▸ The problem
Out of the data below, copy every line with the string "black".

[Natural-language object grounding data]
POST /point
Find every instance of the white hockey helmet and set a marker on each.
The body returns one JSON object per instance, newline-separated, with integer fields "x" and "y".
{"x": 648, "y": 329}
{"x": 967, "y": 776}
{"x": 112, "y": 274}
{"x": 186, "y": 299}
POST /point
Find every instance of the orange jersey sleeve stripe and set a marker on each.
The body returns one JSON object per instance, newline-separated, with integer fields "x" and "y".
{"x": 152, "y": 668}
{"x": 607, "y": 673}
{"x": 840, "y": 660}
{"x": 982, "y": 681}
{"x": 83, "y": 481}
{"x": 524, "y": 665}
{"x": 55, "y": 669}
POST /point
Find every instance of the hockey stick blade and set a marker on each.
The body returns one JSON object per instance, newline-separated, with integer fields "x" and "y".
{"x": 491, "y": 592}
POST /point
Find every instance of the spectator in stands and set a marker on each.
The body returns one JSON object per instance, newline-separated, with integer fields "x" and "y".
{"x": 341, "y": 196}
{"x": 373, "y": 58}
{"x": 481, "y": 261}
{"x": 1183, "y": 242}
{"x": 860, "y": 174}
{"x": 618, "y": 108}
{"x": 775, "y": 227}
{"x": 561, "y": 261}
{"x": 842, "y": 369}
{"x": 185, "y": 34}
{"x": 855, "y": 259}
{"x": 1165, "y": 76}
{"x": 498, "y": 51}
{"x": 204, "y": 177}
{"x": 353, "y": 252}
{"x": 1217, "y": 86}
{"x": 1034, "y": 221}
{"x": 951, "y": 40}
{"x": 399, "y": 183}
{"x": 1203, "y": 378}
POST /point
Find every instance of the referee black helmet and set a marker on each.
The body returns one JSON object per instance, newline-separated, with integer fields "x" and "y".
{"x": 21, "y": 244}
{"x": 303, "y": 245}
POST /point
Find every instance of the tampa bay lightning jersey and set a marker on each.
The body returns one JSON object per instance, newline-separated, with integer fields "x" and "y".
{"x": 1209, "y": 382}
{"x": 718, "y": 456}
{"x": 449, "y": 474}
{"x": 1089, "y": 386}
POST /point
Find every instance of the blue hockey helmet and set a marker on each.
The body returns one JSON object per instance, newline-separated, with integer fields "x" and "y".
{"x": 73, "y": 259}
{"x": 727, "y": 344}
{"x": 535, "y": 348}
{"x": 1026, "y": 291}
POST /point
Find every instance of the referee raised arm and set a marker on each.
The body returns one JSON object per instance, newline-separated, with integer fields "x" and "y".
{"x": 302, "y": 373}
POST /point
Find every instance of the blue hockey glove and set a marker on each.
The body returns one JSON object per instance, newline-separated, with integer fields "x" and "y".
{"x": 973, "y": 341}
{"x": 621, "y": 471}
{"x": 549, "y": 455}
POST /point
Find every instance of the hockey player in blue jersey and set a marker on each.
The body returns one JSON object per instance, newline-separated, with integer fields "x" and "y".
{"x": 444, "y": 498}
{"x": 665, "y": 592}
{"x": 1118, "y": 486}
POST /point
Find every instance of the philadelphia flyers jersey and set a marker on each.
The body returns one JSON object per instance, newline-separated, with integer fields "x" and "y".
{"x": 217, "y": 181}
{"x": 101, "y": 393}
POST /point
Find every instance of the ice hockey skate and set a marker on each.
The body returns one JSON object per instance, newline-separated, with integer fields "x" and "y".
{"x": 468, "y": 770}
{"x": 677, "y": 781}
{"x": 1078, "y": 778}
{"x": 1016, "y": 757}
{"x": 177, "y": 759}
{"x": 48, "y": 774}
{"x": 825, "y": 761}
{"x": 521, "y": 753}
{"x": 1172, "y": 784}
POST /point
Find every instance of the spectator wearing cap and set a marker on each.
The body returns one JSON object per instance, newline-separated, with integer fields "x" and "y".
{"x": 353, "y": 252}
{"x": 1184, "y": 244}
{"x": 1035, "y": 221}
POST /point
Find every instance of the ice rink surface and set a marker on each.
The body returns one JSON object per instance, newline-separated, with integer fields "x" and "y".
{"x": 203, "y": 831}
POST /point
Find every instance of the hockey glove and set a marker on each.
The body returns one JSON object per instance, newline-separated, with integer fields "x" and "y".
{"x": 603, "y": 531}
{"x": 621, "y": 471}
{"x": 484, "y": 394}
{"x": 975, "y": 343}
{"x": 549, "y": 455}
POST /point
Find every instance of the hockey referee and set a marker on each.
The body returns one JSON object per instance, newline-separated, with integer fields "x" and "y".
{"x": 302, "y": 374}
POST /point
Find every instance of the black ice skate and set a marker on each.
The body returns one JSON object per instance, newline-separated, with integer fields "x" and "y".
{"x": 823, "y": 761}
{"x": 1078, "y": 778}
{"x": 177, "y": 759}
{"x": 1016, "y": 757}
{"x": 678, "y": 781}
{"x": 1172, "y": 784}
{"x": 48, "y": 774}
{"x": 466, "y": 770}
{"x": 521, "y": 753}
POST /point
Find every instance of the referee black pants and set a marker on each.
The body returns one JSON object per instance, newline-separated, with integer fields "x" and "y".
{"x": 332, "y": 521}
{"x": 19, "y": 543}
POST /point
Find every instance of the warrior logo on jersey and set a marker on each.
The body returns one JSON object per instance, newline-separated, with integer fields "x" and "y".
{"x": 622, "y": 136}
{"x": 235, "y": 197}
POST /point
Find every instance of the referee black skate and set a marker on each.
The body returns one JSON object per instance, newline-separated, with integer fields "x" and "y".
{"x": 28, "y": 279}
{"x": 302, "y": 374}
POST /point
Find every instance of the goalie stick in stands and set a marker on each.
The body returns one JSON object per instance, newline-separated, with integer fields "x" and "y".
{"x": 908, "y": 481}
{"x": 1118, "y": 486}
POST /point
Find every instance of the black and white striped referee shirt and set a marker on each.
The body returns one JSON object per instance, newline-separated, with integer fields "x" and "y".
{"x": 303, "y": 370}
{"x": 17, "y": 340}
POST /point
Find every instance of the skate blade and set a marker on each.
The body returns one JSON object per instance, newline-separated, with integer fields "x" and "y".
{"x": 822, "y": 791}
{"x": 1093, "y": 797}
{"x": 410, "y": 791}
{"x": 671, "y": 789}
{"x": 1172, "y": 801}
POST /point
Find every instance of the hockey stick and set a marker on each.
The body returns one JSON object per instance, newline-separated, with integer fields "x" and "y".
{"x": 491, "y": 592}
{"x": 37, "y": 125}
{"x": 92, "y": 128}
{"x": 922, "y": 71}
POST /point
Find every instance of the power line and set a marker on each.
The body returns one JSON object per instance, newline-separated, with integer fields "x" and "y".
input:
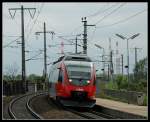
{"x": 123, "y": 20}
{"x": 99, "y": 12}
{"x": 35, "y": 21}
{"x": 10, "y": 42}
{"x": 110, "y": 13}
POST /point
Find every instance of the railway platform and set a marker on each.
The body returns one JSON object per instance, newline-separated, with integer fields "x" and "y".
{"x": 124, "y": 107}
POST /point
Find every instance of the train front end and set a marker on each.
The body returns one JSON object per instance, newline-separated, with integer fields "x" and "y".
{"x": 79, "y": 84}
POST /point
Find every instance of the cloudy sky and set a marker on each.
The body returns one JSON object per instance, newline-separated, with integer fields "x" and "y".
{"x": 64, "y": 19}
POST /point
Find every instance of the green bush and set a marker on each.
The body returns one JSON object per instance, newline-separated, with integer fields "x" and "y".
{"x": 112, "y": 85}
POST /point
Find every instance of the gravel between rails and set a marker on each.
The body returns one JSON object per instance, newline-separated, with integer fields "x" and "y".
{"x": 49, "y": 110}
{"x": 20, "y": 110}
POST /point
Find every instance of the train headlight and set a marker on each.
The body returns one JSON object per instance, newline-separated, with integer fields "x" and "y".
{"x": 70, "y": 80}
{"x": 88, "y": 81}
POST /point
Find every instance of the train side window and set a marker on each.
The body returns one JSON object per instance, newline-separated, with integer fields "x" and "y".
{"x": 60, "y": 77}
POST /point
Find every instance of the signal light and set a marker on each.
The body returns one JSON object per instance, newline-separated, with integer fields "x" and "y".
{"x": 70, "y": 80}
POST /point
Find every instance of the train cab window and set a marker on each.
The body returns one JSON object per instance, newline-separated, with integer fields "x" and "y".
{"x": 60, "y": 77}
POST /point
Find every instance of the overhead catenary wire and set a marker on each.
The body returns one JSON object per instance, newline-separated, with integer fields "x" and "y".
{"x": 123, "y": 20}
{"x": 11, "y": 42}
{"x": 110, "y": 13}
{"x": 101, "y": 11}
{"x": 35, "y": 21}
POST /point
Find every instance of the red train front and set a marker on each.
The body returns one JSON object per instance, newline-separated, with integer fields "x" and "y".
{"x": 72, "y": 81}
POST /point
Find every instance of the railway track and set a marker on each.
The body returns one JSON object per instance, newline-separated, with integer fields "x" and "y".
{"x": 19, "y": 108}
{"x": 84, "y": 113}
{"x": 89, "y": 114}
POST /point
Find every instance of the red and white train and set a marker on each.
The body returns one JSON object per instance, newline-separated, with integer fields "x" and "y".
{"x": 72, "y": 81}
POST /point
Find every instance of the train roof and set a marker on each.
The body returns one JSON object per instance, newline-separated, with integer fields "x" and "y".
{"x": 74, "y": 57}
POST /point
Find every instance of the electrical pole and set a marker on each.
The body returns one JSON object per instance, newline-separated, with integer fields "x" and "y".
{"x": 23, "y": 40}
{"x": 85, "y": 35}
{"x": 76, "y": 46}
{"x": 76, "y": 43}
{"x": 108, "y": 72}
{"x": 136, "y": 59}
{"x": 45, "y": 55}
{"x": 122, "y": 62}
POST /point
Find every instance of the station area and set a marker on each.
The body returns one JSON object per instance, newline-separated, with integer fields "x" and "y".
{"x": 121, "y": 106}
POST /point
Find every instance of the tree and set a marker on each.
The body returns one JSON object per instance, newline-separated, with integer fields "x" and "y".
{"x": 140, "y": 69}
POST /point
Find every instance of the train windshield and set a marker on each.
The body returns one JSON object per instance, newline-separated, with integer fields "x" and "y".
{"x": 79, "y": 75}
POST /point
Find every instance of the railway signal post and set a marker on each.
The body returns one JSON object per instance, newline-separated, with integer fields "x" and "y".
{"x": 23, "y": 40}
{"x": 45, "y": 55}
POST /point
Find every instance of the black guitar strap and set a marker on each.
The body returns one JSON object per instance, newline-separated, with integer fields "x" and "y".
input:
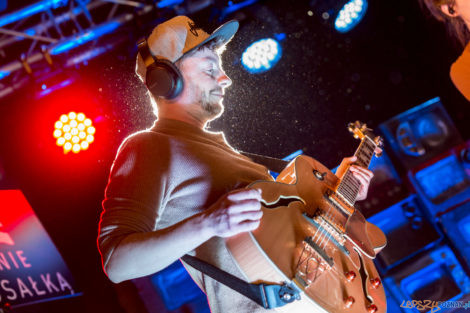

▸ Written answer
Find every instance of the referee black helmet and set a marker on each.
Find every instance of the black ice skate and set a marker on each.
Find every instance of the referee black pants and set a marker on each.
Find every instance of the referee black skate and set a marker on each.
Find every instance of the black and white striped referee shirt and set a marker on each.
Find every instance of the black guitar strap and set a marker on each.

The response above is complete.